> _AIM OF THE EXERCISE_
Write the listing out again word for word. Pictures do not belong in the copy.

■ ■ ■ ■

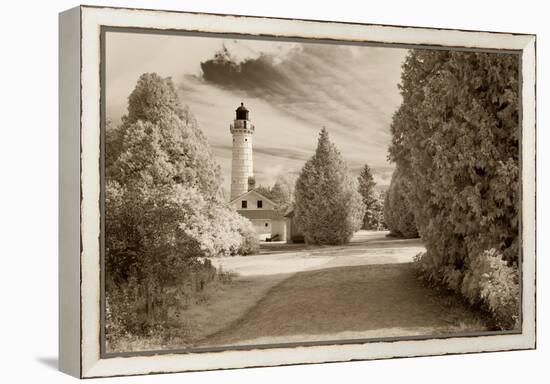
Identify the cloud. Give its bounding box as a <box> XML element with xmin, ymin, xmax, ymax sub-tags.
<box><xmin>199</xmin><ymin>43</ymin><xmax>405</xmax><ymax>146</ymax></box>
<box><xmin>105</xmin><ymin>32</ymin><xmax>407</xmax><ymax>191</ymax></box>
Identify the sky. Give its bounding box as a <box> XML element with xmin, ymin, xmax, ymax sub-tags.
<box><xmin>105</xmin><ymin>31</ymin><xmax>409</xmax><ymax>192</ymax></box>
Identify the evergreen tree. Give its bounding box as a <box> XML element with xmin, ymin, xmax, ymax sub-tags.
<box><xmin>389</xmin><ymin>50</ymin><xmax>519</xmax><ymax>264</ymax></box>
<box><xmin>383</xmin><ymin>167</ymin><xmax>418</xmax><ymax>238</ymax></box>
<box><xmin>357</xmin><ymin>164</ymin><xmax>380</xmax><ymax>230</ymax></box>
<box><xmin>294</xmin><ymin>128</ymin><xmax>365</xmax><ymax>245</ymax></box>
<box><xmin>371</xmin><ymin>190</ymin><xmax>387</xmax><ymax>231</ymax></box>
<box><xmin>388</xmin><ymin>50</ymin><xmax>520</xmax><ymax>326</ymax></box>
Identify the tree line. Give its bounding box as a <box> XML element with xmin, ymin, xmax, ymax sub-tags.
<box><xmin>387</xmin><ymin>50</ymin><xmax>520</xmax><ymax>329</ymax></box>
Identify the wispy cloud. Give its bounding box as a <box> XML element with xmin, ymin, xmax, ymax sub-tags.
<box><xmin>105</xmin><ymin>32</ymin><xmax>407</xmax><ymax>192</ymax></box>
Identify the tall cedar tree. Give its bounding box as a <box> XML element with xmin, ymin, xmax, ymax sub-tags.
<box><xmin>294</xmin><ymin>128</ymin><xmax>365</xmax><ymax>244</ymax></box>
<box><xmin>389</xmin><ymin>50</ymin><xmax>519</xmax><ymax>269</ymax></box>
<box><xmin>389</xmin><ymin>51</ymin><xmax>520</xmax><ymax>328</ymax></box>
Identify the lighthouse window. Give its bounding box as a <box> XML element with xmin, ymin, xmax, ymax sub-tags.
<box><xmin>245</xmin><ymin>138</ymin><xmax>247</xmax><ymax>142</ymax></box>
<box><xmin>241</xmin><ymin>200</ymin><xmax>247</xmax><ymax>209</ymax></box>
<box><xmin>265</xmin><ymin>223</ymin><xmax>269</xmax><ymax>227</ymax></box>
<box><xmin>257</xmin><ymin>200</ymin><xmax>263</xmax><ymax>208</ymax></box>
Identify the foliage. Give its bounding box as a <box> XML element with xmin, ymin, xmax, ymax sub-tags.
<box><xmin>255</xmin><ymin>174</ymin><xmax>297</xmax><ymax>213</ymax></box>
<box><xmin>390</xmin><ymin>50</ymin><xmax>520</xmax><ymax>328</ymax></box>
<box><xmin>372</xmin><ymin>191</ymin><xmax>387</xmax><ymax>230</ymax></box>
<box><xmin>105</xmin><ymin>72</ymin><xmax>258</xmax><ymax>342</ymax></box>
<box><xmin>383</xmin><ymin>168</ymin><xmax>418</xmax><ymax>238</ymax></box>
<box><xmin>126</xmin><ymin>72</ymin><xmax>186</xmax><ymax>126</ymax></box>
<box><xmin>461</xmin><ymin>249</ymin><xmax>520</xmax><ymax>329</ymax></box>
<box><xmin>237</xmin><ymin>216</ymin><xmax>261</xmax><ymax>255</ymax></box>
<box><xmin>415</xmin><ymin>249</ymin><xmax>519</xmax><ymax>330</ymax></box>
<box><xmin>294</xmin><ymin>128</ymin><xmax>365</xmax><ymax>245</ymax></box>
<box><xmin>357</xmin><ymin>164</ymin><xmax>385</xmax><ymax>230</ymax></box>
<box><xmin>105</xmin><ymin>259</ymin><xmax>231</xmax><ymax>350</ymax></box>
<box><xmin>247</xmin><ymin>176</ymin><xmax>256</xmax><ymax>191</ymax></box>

■ ■ ■ ■

> _ANSWER TO THE EXERCISE_
Identify the cloud. Give its bounding box as a <box> XML element with xmin, ymin, xmax, ymax sub-tags.
<box><xmin>199</xmin><ymin>43</ymin><xmax>405</xmax><ymax>146</ymax></box>
<box><xmin>105</xmin><ymin>32</ymin><xmax>407</xmax><ymax>191</ymax></box>
Identify the sky. Give its bounding box as a <box> XML element with xmin, ymin, xmax, ymax sub-tags.
<box><xmin>105</xmin><ymin>31</ymin><xmax>409</xmax><ymax>192</ymax></box>
Identify the evergreen tree. Give its bounding box as a <box> XML element with xmin, ymin, xmax, ymax sub-tags.
<box><xmin>389</xmin><ymin>50</ymin><xmax>519</xmax><ymax>264</ymax></box>
<box><xmin>383</xmin><ymin>167</ymin><xmax>418</xmax><ymax>238</ymax></box>
<box><xmin>357</xmin><ymin>164</ymin><xmax>380</xmax><ymax>230</ymax></box>
<box><xmin>294</xmin><ymin>128</ymin><xmax>365</xmax><ymax>245</ymax></box>
<box><xmin>371</xmin><ymin>190</ymin><xmax>387</xmax><ymax>231</ymax></box>
<box><xmin>388</xmin><ymin>50</ymin><xmax>520</xmax><ymax>326</ymax></box>
Identify the tree line. Give its bounding box as a <box> XML element with xmin, ymin, xmax, ymax sub-tags.
<box><xmin>387</xmin><ymin>50</ymin><xmax>520</xmax><ymax>329</ymax></box>
Identify the wispy cloud. Give its bounding box as a <box> XML element with xmin, ymin, xmax, ymax sub-tags.
<box><xmin>105</xmin><ymin>32</ymin><xmax>407</xmax><ymax>192</ymax></box>
Identify the tall cedar tree. Give its bounding box as a <box> XML element with xmin, ymin, xmax, ymax sub-tags.
<box><xmin>294</xmin><ymin>128</ymin><xmax>365</xmax><ymax>244</ymax></box>
<box><xmin>389</xmin><ymin>50</ymin><xmax>519</xmax><ymax>269</ymax></box>
<box><xmin>389</xmin><ymin>51</ymin><xmax>520</xmax><ymax>328</ymax></box>
Identify the lighthouse window. Give its bounding box as a <box> XML element with xmin, ymin, xmax, ymax sub-tags.
<box><xmin>245</xmin><ymin>138</ymin><xmax>247</xmax><ymax>142</ymax></box>
<box><xmin>241</xmin><ymin>200</ymin><xmax>247</xmax><ymax>209</ymax></box>
<box><xmin>265</xmin><ymin>223</ymin><xmax>269</xmax><ymax>227</ymax></box>
<box><xmin>257</xmin><ymin>200</ymin><xmax>263</xmax><ymax>208</ymax></box>
Identify the foliage. Give its bounding box as a <box> XML element with xmin, ymin, xmax, ymax sub-tags.
<box><xmin>255</xmin><ymin>174</ymin><xmax>297</xmax><ymax>213</ymax></box>
<box><xmin>390</xmin><ymin>50</ymin><xmax>520</xmax><ymax>328</ymax></box>
<box><xmin>372</xmin><ymin>191</ymin><xmax>387</xmax><ymax>230</ymax></box>
<box><xmin>105</xmin><ymin>72</ymin><xmax>258</xmax><ymax>342</ymax></box>
<box><xmin>383</xmin><ymin>168</ymin><xmax>418</xmax><ymax>238</ymax></box>
<box><xmin>126</xmin><ymin>72</ymin><xmax>186</xmax><ymax>126</ymax></box>
<box><xmin>461</xmin><ymin>249</ymin><xmax>520</xmax><ymax>329</ymax></box>
<box><xmin>237</xmin><ymin>216</ymin><xmax>261</xmax><ymax>255</ymax></box>
<box><xmin>415</xmin><ymin>249</ymin><xmax>519</xmax><ymax>330</ymax></box>
<box><xmin>294</xmin><ymin>128</ymin><xmax>365</xmax><ymax>245</ymax></box>
<box><xmin>357</xmin><ymin>164</ymin><xmax>385</xmax><ymax>230</ymax></box>
<box><xmin>105</xmin><ymin>259</ymin><xmax>231</xmax><ymax>350</ymax></box>
<box><xmin>247</xmin><ymin>176</ymin><xmax>256</xmax><ymax>191</ymax></box>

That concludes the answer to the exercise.